--- Start of SUPPLIED INFORMATION ---

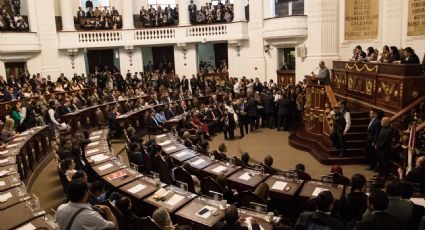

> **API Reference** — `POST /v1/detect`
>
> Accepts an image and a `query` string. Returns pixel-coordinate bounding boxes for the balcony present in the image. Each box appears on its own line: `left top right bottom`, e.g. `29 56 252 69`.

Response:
59 22 248 49
263 15 307 45
0 32 41 54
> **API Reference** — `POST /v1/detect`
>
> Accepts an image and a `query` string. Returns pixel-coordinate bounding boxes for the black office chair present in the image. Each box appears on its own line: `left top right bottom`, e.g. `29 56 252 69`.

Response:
174 167 196 193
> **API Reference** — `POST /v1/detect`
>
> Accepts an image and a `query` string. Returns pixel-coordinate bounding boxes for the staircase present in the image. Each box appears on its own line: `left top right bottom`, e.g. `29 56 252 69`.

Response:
289 110 369 165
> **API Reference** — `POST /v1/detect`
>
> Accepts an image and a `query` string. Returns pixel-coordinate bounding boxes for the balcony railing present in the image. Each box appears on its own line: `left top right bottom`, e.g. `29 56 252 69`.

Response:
59 22 248 49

--- End of SUPPLIED INFORMATION ---

■ **TASK DESCRIPTION**
Revise all of the records by replacing "bounding boxes" with "bounding rectangles" everywhere it appears, keeping everything else unchanged. Leave the pictures out of your answer.

■ **PROBLEM SOLUTION**
> **API Reference** — `POST /v1/detect`
>
> Accepts an image and a `query` string. Returns pixel-coordinate bounding rectangles for the balcony present in the image. Each box appears on its own line: `left top right bottom`, e.g. `29 56 252 69`.

Response:
59 22 248 49
263 15 307 45
0 32 41 54
> **API Reference** — `POST /v1/detect`
>
> Accepts an image and a `query` string. Returns pixel-coordinate bounding rectangles for the black office chair present in the image. Each box appears on its own line: `left top right bottom`, e.g. `29 56 252 69`.

Response:
174 167 196 193
> **API Reference** — `POST /v1/detect`
>
> Accepts an image and a `query` string. Returns pixel-coordinate bounding rectangles for the staircase present in the image. Each box appears on its own line: `left top right bottom`, e.g. `29 56 252 69`.

Response:
289 110 369 165
> **API Reference** — `POST /v1/detect`
>
> Accepts an image and a `query` string. Returns pixel-coordinate bounding rectangles for the balcony railing present in the image. Each box appears on its own line: `left top right bottom`, e.g. `29 56 252 69`.

Response:
59 22 248 49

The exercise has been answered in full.